WHAT YOU WILL DO:
[1] Answer these questions about the passage on Table Grid Next Generation, one per line:
(a) Across what does TGNG move data?
(b) On the administration page, which block should you go to first?
(c) Which button do you click when the list is still empty?
[2] Write the next few sentences of the passage on Table Grid Next Generation, picking up right after its last sentence.
## Start GIVEN PASSAGE
TGNG can handle large datasets with the least fuss possible and serves to work as an interface to move this data across multiple tables through the entire ecosystem of Atlassian products.
Some of its use cases are listed below:
- Creating invoices and managing quotes
- Keeping track of test execution plans
- Onboarding a new employee to the service desk
- Managing the internal purchase process of an organization
- Keeping note of expenses and remittances
- Tracking development team progress in an organized manner
- Dynamically updating product lists by taking data from different Java APIs and Rest interfaces
Let’s see Table Grid Next Generation in action. In this section, we’re going to walk you through some of the TGNG features that can help you manage your quotes in Jira.
Once the plugin is installed, this is the first thing you need to do on the administration page:
- Navigate to a block called “Grids”. Grids are what we call the tables.
- Once you click this, it will take you to a page allowing you to create your first grid.
- The list is initially empty. You start by clicking the ‘Add Grid’ button on the right.
Note: Getting started with TGNG can be a bit different for Jira on-premise. To learn more about it, check out this documentation page.
## End GIVEN PASSAGE
## Start COLLECTED DATA
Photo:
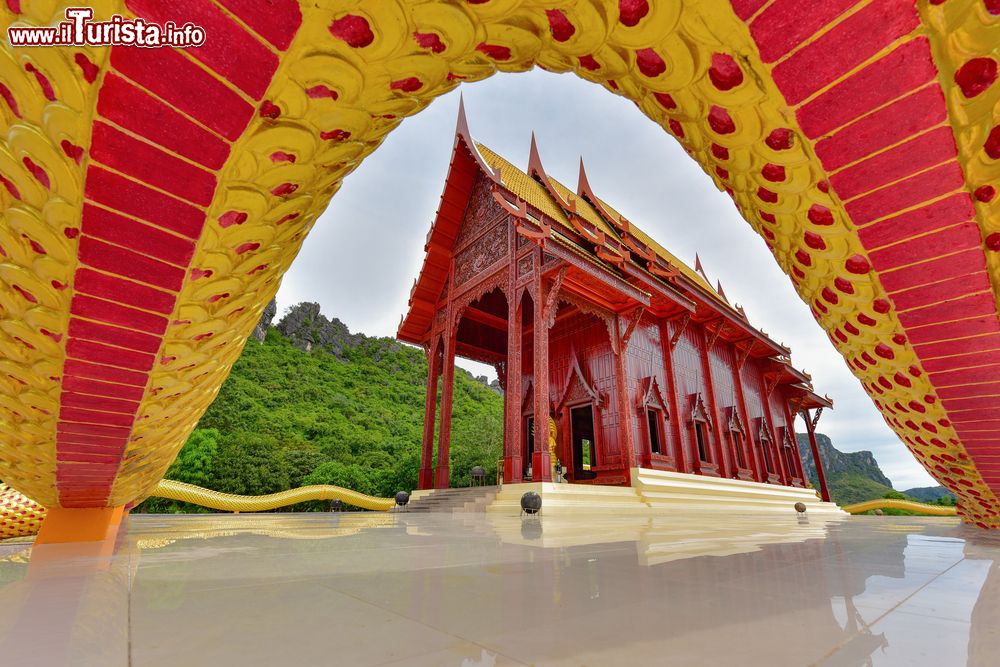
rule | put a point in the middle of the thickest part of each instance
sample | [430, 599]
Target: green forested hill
## End COLLECTED DATA
ANSWERS BELOW:
[1]
(a) Across multiple tables through the entire ecosystem of Atlassian products.
(b) The block called "Grids."
(c) The 'Add Grid' button on the right.

[2]
Creating the Grid
Here’s how you create a grid:
- You start by giving a name to your new grid. It will help you distinguish your table. Don’t forget to give a hint of its purpose in the description.
- Since you may want to display your grid only for specific projects and issue types, you can define them in the ‘Scope’ section.
- By default, the grid configuration comes with predefined columns.
- Configure the columns according to your needs.
- Click on “Save” next.
To see your grid in the issue view, create an issue within the respective project and relevant issue type and see the grid.
Grids come with different column types which you can easily configure according to your specific needs:
- Single Select List
- Multiple Select List
Read this to learn more about these column types.
From the above list, we are going to refer to the string, list, sequence, and formula as the primary column types to be used for quotes.
So how do you configure different types of columns in the grid?
Note: We will be using the above example throughout this section.
Product identifiers (ids) can become mundane to be arranged sequentially according to your inventory. Specifically for ids that are ordered in nature. You can easily use the ‘Sequence’ column type to assign the product id automatically in a sequence.
This can also help you identify and group/ filter columns using their product id without extra work. For this, select the column type as a sequence when creating the column.
You can fill the grid with some static data. Instead of manually entering the data every time, you can display the static data as a default value in the grid on every quote. This can be added to the grid configuration page.
In the example below, you can see that the product names have been filled with static data. This can be useful when you need to add products in your quotes beforehand or if you have predefined values for some of them.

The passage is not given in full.